Your goal:
Your answer must be an exact copy of the data, without any pictures.

Stored data entries
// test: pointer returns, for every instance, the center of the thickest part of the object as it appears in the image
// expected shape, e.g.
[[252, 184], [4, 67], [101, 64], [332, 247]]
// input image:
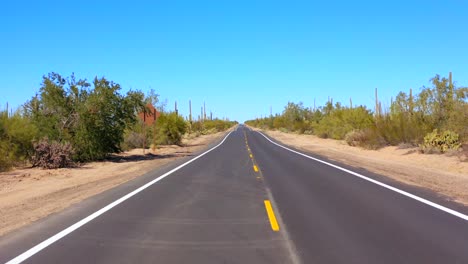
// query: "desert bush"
[[339, 121], [133, 140], [16, 136], [366, 138], [52, 154], [170, 129], [436, 142]]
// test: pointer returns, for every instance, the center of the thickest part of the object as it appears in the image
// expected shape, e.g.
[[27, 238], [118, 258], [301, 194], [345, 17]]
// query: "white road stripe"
[[407, 194], [24, 256]]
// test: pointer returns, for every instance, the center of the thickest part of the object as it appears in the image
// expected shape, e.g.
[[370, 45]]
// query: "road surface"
[[250, 200]]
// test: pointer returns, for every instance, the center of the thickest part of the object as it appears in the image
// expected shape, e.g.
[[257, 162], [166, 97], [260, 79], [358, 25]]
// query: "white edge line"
[[27, 254], [407, 194]]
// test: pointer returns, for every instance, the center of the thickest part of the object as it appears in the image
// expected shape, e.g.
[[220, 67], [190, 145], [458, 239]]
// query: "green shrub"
[[436, 142], [16, 136], [170, 129], [366, 138], [52, 154]]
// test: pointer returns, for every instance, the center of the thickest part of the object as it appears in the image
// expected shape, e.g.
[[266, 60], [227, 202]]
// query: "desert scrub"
[[436, 142], [365, 138], [52, 154]]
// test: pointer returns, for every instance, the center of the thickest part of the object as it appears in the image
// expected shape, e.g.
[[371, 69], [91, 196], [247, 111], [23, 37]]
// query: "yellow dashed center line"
[[271, 216]]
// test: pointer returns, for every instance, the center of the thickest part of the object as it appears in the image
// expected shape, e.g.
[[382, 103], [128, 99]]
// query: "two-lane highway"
[[247, 200]]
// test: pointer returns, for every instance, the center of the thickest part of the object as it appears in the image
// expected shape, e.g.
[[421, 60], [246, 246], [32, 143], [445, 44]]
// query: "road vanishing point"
[[249, 199]]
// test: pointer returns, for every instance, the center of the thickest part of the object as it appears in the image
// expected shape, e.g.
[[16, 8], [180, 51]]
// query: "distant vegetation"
[[72, 120], [436, 119]]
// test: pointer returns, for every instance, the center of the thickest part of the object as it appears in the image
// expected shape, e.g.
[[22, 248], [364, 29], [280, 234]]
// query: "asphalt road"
[[215, 209]]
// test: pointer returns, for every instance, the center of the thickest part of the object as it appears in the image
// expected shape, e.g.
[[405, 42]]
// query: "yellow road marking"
[[271, 216]]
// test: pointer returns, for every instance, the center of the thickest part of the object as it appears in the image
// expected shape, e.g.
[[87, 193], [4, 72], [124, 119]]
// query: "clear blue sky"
[[241, 57]]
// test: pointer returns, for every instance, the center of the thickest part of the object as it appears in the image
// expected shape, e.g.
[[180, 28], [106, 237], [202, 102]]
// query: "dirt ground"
[[29, 194], [444, 174]]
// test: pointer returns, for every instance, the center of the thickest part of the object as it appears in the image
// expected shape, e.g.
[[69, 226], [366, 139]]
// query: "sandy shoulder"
[[27, 195], [446, 175]]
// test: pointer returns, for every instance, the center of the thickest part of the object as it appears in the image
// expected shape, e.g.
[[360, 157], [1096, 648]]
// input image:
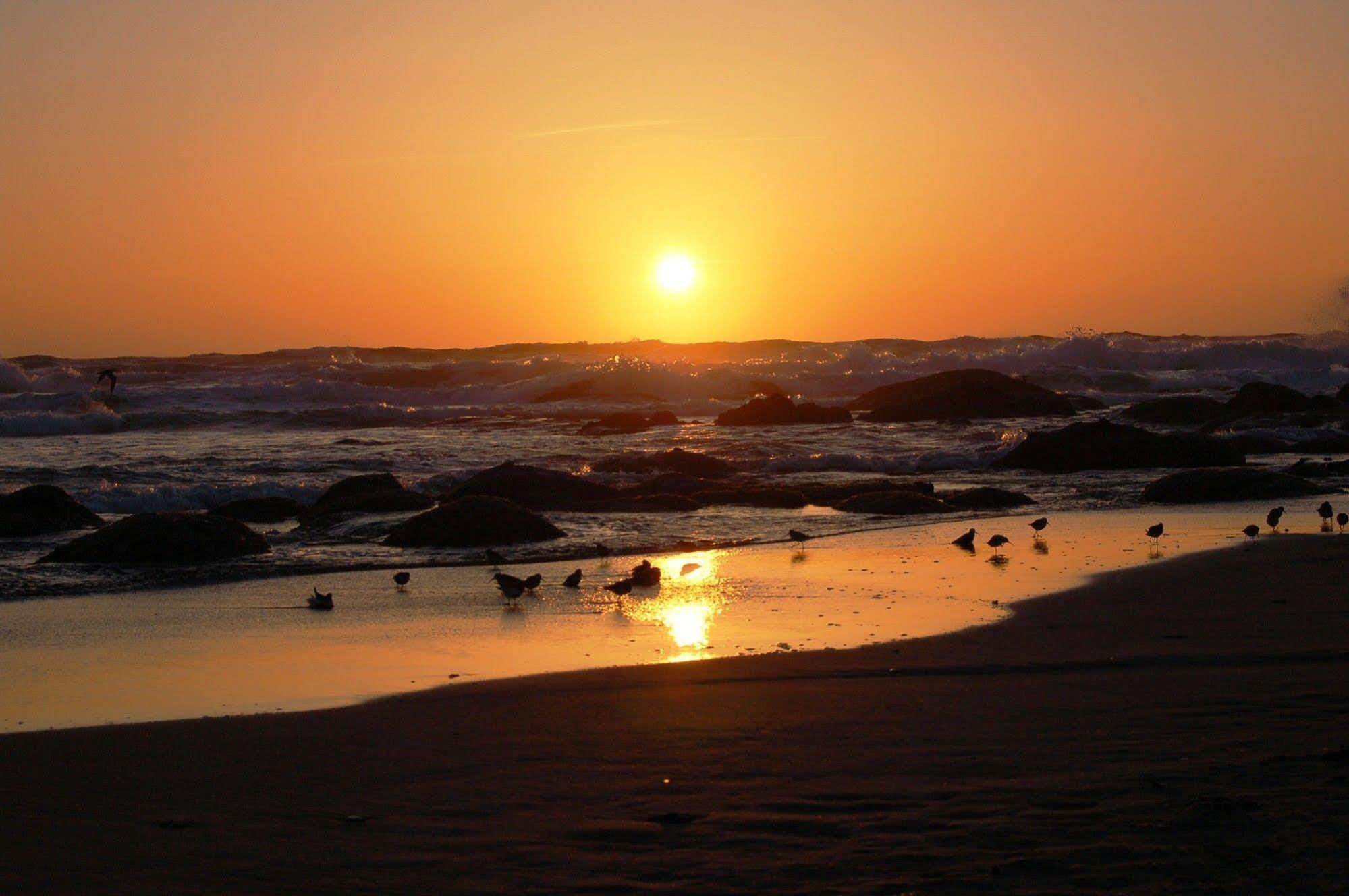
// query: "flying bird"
[[966, 540]]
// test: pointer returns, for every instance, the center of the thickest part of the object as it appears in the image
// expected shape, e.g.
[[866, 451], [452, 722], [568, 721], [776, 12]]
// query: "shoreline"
[[1130, 735]]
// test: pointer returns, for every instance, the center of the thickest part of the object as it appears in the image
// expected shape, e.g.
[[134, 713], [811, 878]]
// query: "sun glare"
[[676, 273]]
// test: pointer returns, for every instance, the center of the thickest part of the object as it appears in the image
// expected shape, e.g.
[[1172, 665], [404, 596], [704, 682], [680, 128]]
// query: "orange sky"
[[190, 177]]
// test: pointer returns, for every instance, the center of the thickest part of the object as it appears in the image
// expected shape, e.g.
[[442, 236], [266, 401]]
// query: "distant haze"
[[181, 177]]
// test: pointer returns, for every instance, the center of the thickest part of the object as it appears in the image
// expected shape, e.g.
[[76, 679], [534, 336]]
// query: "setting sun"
[[676, 273]]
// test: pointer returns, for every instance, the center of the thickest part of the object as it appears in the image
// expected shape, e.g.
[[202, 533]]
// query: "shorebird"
[[621, 588], [966, 540]]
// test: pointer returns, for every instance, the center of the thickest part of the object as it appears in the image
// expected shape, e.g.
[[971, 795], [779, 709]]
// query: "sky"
[[185, 177]]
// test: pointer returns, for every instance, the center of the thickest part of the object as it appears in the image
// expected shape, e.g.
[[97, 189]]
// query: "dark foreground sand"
[[1177, 728]]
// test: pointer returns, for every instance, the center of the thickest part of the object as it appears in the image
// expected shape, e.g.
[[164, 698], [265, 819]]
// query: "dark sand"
[[1176, 728]]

Result below:
// test: pointer returns, for every instance, the center of the thickest part of the object as it appears in the image
// expected shape, e.g.
[[252, 184], [4, 67], [101, 64], [332, 247]]
// input image:
// query: "desert bush"
[[339, 121], [133, 140], [16, 136], [366, 138], [52, 154], [170, 129], [436, 142]]
// test: pointer returns, for every instance, the center of the thickest part of the object as it appears in the image
// expected shape, e.g.
[[27, 238], [118, 258], [301, 194], [345, 17]]
// query: "white road stripe"
[[407, 194], [24, 256]]
// test: pointer returns, for every instance, the center of the thickest part of the object as it appears in the image
// expected shape, e.g.
[[370, 45]]
// query: "road surface"
[[250, 200]]
// test: pointer returns, for every instance, the center of the thickest part of the object as it appears in the image
// expected shape, e.g.
[[257, 162], [166, 97], [260, 79], [358, 25]]
// query: "white edge line"
[[27, 254], [407, 194]]
// test: pointer returns, for every instance, the center of the thickest part of the object as it appears in the image
// expected shape, e.g.
[[220, 67], [190, 145], [458, 239]]
// query: "green shrub"
[[436, 142], [16, 136], [170, 129], [366, 138], [52, 154]]
// test: pointer returns, for every instance, the center of the thickest part of the object as it appears in the image
// expected shape, e.g.
[[266, 60], [227, 202]]
// query: "desert scrub"
[[436, 142], [365, 138], [52, 154]]
// test: pointer returns, for every instance, the center of the thickest part of the object as it appears in the image
// expected shape, e.g.
[[371, 69], [91, 196], [247, 111], [23, 37]]
// query: "yellow dashed center line"
[[271, 216]]
// test: pointer returns, for every instance, the center of the thickest part of the object as it appears in the image
// expected shape, e.g.
[[382, 103], [128, 99]]
// query: "two-lane highway"
[[247, 200]]
// test: pointer returns, for every instance, the center of the thickest part of the object as it appears in the image
// expected shape, e.g.
[[421, 60], [246, 246], [32, 143], [445, 44]]
// query: "road vanishing point"
[[249, 199]]
// test: pointer returns, for every instance, the center of the thickest part of the object as it appears in the image
// expected shape, e.g.
[[16, 8], [180, 51]]
// query: "distant vegetation"
[[72, 120], [436, 119]]
// test: pointer returns, for every instance, the center of the thickest part of the object as it appears in the image
// expected shape, e.g.
[[22, 248], [364, 29], [280, 234]]
// query: "asphalt road"
[[215, 209]]
// test: pointer returns, for every instance, the center of the thickest part of the object as it appears in the image
// expected shape, e.g.
[[405, 42]]
// query: "yellow road marking"
[[271, 216]]
// test: pointer returns, for every instance, the center of the thickest part of the object as it appears in the image
// expected shape, e.g.
[[87, 193], [4, 72], [124, 119]]
// query: "clear blue sky"
[[241, 57]]
// test: pointer returns, for every instance, the center of the thickest part of the object as it appears in the image
// expected shape, e.g.
[[180, 28], [106, 237], [202, 102]]
// query: "dirt ground"
[[29, 194], [444, 174]]
// test: pointer returns, for every instance, the center of the thickest part of the object as it appears in the image
// expected shape, e.g.
[[69, 226], [366, 139]]
// query: "sandy shoulder"
[[27, 195], [446, 175]]
// test: pointer returns, for every instance, the center of the thickest part of the object as it appears in the image
// expected shape, e.g.
[[360, 157], [1096, 648]]
// input image:
// query: "flying bird"
[[966, 540]]
// test: pointer returns, for every instance, the center of the thickest part of the object as it appears in the image
// expected shape, e.g.
[[866, 451], [452, 722], [568, 721], [776, 12]]
// query: "shoreline"
[[1130, 735]]
// test: pointer returns, for every instance, the center of the thickest part of the object as it appears in the image
// expected shape, e.g.
[[134, 713], [811, 878]]
// query: "sun glare"
[[676, 273]]
// test: pointer returns, for every instance, the center of the thickest part of the object as it appears in the image
// expected shape, e.g.
[[1172, 665], [404, 596], [704, 682], [680, 128]]
// query: "orange sky"
[[190, 177]]
// test: pointer returns, for every instance, the center of the thickest part of the object as it appears in the image
// expected shape, e.g.
[[442, 236], [266, 401]]
// query: "distant haze"
[[181, 177]]
// test: pointer returns, for every instance, the center of the thickest part of the object as it appears in the image
// expected shape, e.g.
[[76, 679], [534, 336]]
// query: "setting sun"
[[676, 273]]
// test: pointer returns, for every instance, the center of the thickest part of the object as it appears in the image
// expected shape, e.g.
[[202, 533]]
// query: "shorebird"
[[621, 588], [966, 540]]
// test: pointer returns, for every instance, the center of the thickest part of the object as it appears in the image
// expected shape, e.g.
[[971, 795], [779, 709]]
// query: "sky"
[[185, 177]]
// test: pointer returns, for every instance, the center of the thickest part of the object as it appears in the image
// expected shape, e.g.
[[97, 189]]
// query: "dark foreground sand"
[[1177, 728]]
// test: pointer returns, for every instance, the center of the thickest part of the object as it appears in the image
// expected shape, e.g.
[[164, 698], [265, 819]]
// query: "dark sand"
[[1176, 728]]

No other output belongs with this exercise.